Stored data:

#####

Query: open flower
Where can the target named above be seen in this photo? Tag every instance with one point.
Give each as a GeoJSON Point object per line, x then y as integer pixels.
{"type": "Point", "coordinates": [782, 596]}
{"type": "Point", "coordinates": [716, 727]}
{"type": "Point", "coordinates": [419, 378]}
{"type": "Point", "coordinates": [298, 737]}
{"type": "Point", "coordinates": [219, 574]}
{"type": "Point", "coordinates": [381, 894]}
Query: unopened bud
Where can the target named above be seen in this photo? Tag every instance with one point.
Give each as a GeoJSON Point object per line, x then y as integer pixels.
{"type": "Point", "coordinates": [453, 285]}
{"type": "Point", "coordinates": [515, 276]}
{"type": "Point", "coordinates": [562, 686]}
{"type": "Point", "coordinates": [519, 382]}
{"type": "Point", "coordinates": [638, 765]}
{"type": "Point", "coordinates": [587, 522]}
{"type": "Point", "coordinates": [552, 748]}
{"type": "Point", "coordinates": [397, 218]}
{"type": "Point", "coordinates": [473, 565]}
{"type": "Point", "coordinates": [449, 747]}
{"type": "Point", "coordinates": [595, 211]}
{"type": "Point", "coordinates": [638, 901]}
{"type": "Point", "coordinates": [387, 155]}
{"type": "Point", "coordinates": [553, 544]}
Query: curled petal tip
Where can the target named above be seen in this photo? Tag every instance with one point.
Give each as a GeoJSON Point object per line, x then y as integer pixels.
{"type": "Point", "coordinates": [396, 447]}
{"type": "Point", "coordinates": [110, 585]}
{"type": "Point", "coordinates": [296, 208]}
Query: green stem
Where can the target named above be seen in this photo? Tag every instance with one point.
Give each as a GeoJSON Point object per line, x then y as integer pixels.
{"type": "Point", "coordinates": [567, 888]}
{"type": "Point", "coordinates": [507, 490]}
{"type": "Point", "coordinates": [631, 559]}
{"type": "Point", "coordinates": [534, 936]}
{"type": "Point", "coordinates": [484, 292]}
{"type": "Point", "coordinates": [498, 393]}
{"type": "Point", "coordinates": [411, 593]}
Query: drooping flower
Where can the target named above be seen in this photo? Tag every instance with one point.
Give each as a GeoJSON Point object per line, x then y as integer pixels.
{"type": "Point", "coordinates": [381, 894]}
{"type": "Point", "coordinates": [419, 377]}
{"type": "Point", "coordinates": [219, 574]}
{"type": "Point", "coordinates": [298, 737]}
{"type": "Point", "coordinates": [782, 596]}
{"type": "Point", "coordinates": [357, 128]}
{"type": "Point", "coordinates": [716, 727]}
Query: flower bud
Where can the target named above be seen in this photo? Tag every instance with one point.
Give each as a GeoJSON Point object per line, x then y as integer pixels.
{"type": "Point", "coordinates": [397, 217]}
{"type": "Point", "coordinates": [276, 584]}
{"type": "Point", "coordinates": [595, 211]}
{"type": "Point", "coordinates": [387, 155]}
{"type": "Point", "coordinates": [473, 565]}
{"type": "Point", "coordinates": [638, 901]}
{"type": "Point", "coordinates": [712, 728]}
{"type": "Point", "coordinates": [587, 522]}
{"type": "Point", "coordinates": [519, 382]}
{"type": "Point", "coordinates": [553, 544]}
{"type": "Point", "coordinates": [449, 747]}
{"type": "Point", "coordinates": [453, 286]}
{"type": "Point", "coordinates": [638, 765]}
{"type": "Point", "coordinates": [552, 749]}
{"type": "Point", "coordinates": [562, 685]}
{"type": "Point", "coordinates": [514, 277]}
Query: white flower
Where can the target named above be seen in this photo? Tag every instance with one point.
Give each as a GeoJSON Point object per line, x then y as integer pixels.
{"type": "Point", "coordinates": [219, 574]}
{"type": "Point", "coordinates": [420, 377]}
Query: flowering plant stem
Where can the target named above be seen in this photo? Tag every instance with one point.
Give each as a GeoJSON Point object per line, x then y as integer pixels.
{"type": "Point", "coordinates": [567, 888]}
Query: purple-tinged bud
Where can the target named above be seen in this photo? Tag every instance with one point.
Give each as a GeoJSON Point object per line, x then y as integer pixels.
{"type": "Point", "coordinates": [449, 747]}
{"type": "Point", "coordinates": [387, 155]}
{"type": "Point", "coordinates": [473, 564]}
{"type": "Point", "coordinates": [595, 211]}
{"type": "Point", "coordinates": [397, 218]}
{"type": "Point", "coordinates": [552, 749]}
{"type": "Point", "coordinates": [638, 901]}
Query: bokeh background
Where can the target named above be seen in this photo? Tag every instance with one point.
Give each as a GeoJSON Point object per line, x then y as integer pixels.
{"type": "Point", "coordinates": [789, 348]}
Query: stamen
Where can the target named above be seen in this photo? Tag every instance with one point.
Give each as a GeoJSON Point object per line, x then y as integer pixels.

#####

Update all the entries above so that every "integer pixels" becomes "whole-number pixels", leaving everything else unchanged.

» Problem solution:
Query: open flower
Where can the target named above be seen in this photo? Tag every instance with one point.
Give each as a GeoJSON Point object per line, x then y as whole-number pixels.
{"type": "Point", "coordinates": [782, 596]}
{"type": "Point", "coordinates": [716, 727]}
{"type": "Point", "coordinates": [419, 378]}
{"type": "Point", "coordinates": [298, 737]}
{"type": "Point", "coordinates": [219, 574]}
{"type": "Point", "coordinates": [381, 894]}
Query: unopened bud
Where can the target named above be seen in this photo? Tag every instance with one point.
Give each as a GeoJSON Point object per line, x then y as whole-number pixels.
{"type": "Point", "coordinates": [453, 285]}
{"type": "Point", "coordinates": [515, 276]}
{"type": "Point", "coordinates": [562, 686]}
{"type": "Point", "coordinates": [519, 382]}
{"type": "Point", "coordinates": [638, 765]}
{"type": "Point", "coordinates": [587, 522]}
{"type": "Point", "coordinates": [552, 748]}
{"type": "Point", "coordinates": [397, 218]}
{"type": "Point", "coordinates": [473, 565]}
{"type": "Point", "coordinates": [449, 747]}
{"type": "Point", "coordinates": [595, 211]}
{"type": "Point", "coordinates": [638, 901]}
{"type": "Point", "coordinates": [387, 155]}
{"type": "Point", "coordinates": [553, 544]}
Query: curled petal tip
Where can the target named above be seen in this photo? Tag every instance with one point.
Give each as a GeoJSON Point object per line, x then y as whole-number pixels.
{"type": "Point", "coordinates": [396, 447]}
{"type": "Point", "coordinates": [110, 585]}
{"type": "Point", "coordinates": [296, 208]}
Query: green stem
Where can the target named above be seen in this photo? Tag every instance with one point.
Give each as a GeoJSON Point object per line, x then y as whole-number pixels.
{"type": "Point", "coordinates": [567, 888]}
{"type": "Point", "coordinates": [507, 490]}
{"type": "Point", "coordinates": [631, 559]}
{"type": "Point", "coordinates": [534, 936]}
{"type": "Point", "coordinates": [484, 292]}
{"type": "Point", "coordinates": [498, 393]}
{"type": "Point", "coordinates": [411, 593]}
Query: drooping flower
Where can the target named above be seen in this photo? Tag every instance with one point.
Give each as a GeoJSON Point object per line, x then y as whole-number pixels.
{"type": "Point", "coordinates": [381, 894]}
{"type": "Point", "coordinates": [419, 377]}
{"type": "Point", "coordinates": [219, 574]}
{"type": "Point", "coordinates": [298, 737]}
{"type": "Point", "coordinates": [782, 596]}
{"type": "Point", "coordinates": [357, 128]}
{"type": "Point", "coordinates": [716, 727]}
Query: flower bud
Where can the target named above be seen in this photo? Tag every instance with one point.
Give each as a GeoJSON Point object per line, x then y as whole-number pixels.
{"type": "Point", "coordinates": [397, 217]}
{"type": "Point", "coordinates": [276, 584]}
{"type": "Point", "coordinates": [595, 211]}
{"type": "Point", "coordinates": [387, 155]}
{"type": "Point", "coordinates": [473, 565]}
{"type": "Point", "coordinates": [638, 901]}
{"type": "Point", "coordinates": [712, 728]}
{"type": "Point", "coordinates": [587, 522]}
{"type": "Point", "coordinates": [519, 382]}
{"type": "Point", "coordinates": [553, 544]}
{"type": "Point", "coordinates": [449, 747]}
{"type": "Point", "coordinates": [453, 286]}
{"type": "Point", "coordinates": [638, 765]}
{"type": "Point", "coordinates": [552, 749]}
{"type": "Point", "coordinates": [562, 685]}
{"type": "Point", "coordinates": [514, 277]}
Query: white flower
Where can the target named above be seen in this photo? Tag every instance with one point.
Give each as a GeoJSON Point object per line, x then y as whole-number pixels.
{"type": "Point", "coordinates": [219, 574]}
{"type": "Point", "coordinates": [420, 377]}
Query: flowering plant stem
Where can the target named above be seen in this photo? Tag every instance with one point.
Give each as a GeoJSON Point object per line, x then y as whole-number pixels.
{"type": "Point", "coordinates": [567, 888]}
Query: purple-tinged bud
Where can the target named above be seen in this photo? Tag every instance with one point.
Give each as a GeoJSON Point object per line, x then y as whole-number pixels.
{"type": "Point", "coordinates": [449, 747]}
{"type": "Point", "coordinates": [387, 155]}
{"type": "Point", "coordinates": [473, 564]}
{"type": "Point", "coordinates": [595, 211]}
{"type": "Point", "coordinates": [397, 218]}
{"type": "Point", "coordinates": [552, 749]}
{"type": "Point", "coordinates": [638, 901]}
Query: bokeh background
Where can the target named above be seen in this photo? Tag every instance with one point.
Give each as a GeoJSON Point object per line, x then y as whole-number pixels.
{"type": "Point", "coordinates": [789, 348]}
Query: stamen
Where can the target named above be seen in this photo? Tag every instance with one point.
Give each as a GeoJSON Point object per line, x then y as whole-number pixels.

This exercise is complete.